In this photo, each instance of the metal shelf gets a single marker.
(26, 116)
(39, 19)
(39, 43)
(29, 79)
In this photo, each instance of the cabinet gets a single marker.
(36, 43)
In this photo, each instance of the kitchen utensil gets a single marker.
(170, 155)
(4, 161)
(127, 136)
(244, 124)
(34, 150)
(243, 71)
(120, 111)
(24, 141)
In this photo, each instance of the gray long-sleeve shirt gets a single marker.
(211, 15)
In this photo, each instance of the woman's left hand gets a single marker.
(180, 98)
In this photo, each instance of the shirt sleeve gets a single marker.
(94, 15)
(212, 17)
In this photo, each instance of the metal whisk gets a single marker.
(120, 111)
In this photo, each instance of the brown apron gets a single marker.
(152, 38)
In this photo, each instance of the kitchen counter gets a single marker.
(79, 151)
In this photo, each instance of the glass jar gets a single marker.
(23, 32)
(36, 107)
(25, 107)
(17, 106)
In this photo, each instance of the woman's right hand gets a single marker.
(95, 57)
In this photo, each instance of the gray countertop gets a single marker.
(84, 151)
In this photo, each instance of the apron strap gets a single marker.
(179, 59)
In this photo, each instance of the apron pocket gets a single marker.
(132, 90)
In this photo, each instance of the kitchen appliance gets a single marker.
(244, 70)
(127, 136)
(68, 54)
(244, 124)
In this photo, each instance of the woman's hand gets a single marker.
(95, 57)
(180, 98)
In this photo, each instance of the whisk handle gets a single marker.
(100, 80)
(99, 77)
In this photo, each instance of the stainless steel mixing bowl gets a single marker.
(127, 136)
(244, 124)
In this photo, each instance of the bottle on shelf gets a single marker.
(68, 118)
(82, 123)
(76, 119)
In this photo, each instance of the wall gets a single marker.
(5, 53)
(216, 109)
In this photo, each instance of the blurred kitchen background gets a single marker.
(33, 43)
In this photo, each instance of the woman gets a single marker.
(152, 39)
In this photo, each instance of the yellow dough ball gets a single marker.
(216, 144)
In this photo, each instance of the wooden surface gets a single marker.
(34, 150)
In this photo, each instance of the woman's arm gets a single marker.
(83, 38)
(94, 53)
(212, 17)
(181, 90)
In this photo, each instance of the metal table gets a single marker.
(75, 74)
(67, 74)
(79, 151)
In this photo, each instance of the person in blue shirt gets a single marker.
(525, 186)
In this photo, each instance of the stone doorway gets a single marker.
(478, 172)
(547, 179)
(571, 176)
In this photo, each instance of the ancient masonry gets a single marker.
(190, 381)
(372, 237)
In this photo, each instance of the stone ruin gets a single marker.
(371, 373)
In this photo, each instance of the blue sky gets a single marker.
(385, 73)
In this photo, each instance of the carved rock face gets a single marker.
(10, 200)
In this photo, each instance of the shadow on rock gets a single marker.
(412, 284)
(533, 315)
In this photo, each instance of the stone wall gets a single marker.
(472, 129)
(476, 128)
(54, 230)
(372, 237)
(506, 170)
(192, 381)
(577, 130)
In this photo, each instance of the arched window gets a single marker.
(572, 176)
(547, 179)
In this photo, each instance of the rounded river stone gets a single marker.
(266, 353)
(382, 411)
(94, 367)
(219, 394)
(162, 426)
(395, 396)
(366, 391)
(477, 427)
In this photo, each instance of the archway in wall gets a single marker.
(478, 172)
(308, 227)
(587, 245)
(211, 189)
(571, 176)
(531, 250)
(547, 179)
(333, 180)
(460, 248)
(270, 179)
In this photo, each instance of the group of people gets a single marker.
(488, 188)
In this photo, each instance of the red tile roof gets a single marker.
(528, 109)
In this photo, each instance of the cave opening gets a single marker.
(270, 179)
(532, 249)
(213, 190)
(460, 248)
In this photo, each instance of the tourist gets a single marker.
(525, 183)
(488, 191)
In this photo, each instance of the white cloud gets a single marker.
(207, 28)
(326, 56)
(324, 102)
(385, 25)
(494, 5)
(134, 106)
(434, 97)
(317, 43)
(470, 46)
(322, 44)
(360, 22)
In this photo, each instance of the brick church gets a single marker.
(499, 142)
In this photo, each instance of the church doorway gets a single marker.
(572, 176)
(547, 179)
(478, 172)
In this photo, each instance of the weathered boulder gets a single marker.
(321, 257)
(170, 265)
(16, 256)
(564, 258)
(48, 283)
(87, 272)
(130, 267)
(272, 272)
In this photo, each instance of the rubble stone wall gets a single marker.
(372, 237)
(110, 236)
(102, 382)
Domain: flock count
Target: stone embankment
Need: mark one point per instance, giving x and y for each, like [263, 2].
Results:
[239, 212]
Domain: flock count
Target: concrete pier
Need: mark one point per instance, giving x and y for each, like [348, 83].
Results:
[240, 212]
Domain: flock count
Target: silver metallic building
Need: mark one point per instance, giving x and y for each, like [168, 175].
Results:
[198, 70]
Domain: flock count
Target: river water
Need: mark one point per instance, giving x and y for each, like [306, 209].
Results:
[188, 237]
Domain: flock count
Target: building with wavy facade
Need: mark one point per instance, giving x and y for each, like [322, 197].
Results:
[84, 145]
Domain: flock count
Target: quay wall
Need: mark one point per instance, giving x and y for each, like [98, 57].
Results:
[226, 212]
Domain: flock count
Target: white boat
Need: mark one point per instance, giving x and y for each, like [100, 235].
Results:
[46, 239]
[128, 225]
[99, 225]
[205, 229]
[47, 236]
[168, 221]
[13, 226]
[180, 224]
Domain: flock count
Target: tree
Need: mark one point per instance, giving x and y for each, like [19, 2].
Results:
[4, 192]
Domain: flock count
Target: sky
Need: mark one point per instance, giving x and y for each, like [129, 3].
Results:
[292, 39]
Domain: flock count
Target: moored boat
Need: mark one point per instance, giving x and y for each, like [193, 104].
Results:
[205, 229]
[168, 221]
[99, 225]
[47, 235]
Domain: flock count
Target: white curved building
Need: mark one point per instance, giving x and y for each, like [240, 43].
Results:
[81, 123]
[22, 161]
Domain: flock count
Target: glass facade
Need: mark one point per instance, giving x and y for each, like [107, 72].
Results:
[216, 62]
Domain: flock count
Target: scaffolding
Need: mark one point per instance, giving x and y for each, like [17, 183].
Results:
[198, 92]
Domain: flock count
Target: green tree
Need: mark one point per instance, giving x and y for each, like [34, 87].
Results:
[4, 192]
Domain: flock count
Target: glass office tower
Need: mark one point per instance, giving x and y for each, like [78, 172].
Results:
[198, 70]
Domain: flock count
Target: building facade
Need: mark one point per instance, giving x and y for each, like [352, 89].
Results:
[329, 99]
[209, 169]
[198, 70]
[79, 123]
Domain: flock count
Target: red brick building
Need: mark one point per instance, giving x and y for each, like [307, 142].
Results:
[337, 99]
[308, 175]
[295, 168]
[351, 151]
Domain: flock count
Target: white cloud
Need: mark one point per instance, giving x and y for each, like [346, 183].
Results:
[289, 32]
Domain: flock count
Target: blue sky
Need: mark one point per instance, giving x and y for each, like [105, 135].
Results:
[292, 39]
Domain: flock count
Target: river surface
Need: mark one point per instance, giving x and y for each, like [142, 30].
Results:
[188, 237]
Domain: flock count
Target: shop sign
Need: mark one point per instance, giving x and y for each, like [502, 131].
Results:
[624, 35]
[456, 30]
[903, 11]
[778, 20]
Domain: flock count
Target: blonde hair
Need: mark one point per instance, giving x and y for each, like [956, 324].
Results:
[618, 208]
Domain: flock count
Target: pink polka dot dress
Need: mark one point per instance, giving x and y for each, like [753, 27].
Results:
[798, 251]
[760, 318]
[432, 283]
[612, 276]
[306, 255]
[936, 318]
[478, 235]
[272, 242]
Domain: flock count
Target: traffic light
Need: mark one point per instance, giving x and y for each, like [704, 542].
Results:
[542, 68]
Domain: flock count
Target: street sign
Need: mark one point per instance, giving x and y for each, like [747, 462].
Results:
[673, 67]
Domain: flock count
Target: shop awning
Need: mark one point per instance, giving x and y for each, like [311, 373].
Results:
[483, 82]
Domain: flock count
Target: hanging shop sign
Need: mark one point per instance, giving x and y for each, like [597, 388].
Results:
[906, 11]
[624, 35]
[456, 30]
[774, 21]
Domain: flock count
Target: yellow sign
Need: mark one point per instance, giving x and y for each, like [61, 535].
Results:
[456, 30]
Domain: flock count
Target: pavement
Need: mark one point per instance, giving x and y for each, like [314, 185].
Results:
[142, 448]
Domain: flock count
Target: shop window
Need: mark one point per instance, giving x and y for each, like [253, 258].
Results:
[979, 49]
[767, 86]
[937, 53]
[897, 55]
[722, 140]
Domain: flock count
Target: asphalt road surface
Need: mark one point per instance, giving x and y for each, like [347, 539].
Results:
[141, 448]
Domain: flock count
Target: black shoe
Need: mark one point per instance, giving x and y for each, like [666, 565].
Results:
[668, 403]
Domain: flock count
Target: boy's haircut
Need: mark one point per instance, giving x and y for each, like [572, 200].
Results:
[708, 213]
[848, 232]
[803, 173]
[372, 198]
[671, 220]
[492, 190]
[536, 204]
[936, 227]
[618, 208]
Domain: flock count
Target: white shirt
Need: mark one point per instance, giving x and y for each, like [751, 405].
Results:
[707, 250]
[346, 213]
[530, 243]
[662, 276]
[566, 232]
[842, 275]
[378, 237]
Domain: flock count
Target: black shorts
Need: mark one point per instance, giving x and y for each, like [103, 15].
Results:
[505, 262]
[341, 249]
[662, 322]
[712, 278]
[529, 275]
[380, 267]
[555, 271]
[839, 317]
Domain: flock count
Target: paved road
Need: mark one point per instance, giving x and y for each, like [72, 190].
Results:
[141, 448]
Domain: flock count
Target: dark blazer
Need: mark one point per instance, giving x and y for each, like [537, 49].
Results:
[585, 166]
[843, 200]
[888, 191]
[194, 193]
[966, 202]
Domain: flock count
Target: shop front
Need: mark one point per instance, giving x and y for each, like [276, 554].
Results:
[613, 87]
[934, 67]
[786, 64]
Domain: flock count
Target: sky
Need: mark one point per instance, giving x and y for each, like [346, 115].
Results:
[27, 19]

.....

• **Activity**
Return, word for word, the lines of the data above from the line with "Target: scaffolding" through the line with "like [956, 324].", inclusive.

• **Exercise solution**
Target: scaffolding
Need: mark one point per instance, giving x and y for each, like [17, 183].
Results:
[198, 92]
Domain: flock count
Target: green tree
Need: mark one point per instance, giving x and y for each, like [34, 87].
Results:
[4, 192]
Domain: flock count
Target: glass office tower
Need: mark one point per instance, giving x and y for each, like [78, 172].
Results:
[198, 70]
Domain: flock count
Target: building facade
Need: mark one point per instance, giving x and y for each, like [352, 89].
Results:
[329, 99]
[209, 169]
[198, 70]
[79, 123]
Domain: flock count
Target: red brick building
Need: mark one point per instance, giving x and y for each, like [307, 142].
Results:
[337, 99]
[308, 175]
[295, 168]
[351, 151]
Domain: flock count
Target: white cloud
Need: mark one point per instance, giving x and y for each, like [346, 183].
Results:
[289, 32]
Domain: flock count
Target: blue sky
Need: mark one point per instance, giving x and y for each, like [105, 135].
Results:
[292, 39]
Domain: flock count
Target: river surface
Need: mark one point per instance, giving x and y for each, like [142, 30].
Results:
[188, 237]
Domain: flock count
Target: shop sign
Need: mark one point per instance, giving x and y for each, like [502, 131].
Results:
[624, 35]
[456, 30]
[903, 11]
[778, 20]
Domain: flock count
Target: blonde hair
Need: mark one point per instance, giving x and y for each, like [956, 324].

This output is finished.